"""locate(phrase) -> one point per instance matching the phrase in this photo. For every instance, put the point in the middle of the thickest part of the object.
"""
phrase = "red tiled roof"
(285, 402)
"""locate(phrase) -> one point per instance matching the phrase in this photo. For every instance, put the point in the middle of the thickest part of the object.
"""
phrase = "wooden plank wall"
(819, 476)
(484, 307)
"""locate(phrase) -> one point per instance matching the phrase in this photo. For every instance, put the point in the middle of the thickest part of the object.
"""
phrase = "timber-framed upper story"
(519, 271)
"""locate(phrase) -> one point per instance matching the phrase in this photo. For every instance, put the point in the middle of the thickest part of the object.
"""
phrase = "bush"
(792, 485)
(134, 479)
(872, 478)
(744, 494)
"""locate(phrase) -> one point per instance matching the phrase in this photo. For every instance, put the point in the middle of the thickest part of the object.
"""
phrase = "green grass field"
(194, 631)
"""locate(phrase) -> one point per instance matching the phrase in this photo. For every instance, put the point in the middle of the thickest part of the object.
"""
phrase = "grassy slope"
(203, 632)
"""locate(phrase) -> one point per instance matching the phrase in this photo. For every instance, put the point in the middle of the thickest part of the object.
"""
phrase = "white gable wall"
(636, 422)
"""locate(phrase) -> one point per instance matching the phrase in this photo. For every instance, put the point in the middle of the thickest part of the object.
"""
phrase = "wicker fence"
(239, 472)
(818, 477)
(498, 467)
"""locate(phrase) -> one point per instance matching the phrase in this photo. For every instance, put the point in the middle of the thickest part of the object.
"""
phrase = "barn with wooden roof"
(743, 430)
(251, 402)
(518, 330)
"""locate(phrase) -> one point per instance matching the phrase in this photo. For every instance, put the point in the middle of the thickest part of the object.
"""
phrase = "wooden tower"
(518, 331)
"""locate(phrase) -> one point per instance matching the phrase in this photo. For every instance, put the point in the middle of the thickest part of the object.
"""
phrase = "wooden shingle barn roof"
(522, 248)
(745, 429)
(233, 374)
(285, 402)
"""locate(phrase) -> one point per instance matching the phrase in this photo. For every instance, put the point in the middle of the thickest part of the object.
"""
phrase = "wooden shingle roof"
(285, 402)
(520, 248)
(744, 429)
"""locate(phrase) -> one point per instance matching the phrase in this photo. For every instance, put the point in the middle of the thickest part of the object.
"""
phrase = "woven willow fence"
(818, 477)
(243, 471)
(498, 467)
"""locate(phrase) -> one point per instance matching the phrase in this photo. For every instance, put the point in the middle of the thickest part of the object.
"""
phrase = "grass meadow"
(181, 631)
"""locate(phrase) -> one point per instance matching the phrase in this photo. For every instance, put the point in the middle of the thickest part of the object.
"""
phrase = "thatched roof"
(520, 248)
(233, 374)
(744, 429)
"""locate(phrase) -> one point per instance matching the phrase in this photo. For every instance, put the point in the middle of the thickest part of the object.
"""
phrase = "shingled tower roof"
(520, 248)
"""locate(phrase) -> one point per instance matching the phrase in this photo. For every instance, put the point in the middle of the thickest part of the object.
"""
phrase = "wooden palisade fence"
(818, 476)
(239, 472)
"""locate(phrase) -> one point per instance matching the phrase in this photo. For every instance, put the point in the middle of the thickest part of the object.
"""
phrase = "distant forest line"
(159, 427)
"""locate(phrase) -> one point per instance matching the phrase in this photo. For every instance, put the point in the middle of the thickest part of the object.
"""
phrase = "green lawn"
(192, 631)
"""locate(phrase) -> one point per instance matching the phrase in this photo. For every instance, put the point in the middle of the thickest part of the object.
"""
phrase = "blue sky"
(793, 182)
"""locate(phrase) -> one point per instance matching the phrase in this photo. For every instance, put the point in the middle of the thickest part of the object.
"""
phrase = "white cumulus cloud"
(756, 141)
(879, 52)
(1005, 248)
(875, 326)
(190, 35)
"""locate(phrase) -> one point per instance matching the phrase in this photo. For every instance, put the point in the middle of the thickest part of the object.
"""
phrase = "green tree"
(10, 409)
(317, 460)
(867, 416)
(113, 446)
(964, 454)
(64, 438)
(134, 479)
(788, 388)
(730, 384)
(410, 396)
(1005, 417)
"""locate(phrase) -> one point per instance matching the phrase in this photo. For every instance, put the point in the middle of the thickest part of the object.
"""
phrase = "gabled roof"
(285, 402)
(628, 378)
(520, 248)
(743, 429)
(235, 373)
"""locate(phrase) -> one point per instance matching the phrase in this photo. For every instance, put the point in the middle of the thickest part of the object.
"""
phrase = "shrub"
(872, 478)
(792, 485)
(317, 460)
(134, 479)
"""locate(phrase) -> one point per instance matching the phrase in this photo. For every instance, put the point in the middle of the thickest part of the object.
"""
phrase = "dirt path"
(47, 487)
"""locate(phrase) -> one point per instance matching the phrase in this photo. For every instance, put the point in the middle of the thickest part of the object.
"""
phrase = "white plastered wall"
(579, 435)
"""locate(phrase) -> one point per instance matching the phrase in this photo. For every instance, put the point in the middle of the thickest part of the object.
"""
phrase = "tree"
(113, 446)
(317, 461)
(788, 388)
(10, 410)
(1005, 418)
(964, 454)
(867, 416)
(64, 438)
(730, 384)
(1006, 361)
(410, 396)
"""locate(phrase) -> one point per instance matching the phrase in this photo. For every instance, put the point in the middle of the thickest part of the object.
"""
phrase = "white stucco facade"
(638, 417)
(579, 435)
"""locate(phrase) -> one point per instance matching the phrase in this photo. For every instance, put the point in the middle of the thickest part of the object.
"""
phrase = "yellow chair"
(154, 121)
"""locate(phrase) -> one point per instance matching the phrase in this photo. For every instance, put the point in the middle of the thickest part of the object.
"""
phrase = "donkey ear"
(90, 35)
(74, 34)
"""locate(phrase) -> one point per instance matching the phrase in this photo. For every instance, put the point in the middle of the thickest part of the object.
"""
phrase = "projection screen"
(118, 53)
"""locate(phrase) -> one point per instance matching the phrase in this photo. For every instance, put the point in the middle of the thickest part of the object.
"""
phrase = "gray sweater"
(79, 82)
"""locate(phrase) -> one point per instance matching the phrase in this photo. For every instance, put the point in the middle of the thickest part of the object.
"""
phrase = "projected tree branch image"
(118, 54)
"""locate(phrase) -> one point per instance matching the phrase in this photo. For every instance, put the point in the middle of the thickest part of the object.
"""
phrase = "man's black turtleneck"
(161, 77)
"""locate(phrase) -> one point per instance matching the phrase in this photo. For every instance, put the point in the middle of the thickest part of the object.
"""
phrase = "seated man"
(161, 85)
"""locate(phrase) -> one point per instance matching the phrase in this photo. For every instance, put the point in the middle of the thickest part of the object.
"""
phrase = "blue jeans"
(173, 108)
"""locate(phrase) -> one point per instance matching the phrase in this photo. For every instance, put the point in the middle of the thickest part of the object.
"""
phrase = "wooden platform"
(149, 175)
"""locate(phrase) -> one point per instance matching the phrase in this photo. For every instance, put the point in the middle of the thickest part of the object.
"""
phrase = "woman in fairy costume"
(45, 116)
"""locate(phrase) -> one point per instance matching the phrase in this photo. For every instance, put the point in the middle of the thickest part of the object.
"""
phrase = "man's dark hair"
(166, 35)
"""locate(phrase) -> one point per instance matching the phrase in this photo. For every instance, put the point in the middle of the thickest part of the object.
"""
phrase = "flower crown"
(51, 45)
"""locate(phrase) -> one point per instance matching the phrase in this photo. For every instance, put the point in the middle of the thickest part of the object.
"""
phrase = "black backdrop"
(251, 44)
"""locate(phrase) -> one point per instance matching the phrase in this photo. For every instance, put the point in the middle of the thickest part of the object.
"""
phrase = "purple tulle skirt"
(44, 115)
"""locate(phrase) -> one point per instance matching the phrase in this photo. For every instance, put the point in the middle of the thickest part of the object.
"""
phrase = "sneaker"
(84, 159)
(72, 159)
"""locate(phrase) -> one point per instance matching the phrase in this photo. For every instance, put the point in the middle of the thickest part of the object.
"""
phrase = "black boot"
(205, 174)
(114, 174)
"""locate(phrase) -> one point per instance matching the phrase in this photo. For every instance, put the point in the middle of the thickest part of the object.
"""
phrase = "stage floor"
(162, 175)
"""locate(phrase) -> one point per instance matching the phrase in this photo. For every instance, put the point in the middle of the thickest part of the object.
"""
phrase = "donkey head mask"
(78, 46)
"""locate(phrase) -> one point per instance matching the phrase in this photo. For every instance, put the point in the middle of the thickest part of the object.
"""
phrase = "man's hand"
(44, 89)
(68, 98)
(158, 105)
========================================================================
--- Direction ---
Extract each line of the material that contains the word "roof". Case counts, so only matches with the same capitalization qualify.

--- Answer to this problem ---
phrase = "red tiled roof"
phrase = "barn with wooden roof"
phrase = "wooden shingle barn roof"
phrase = "wooden shingle roof"
phrase = "thatched roof"
phrase = "shingled tower roof"
phrase = "gabled roof"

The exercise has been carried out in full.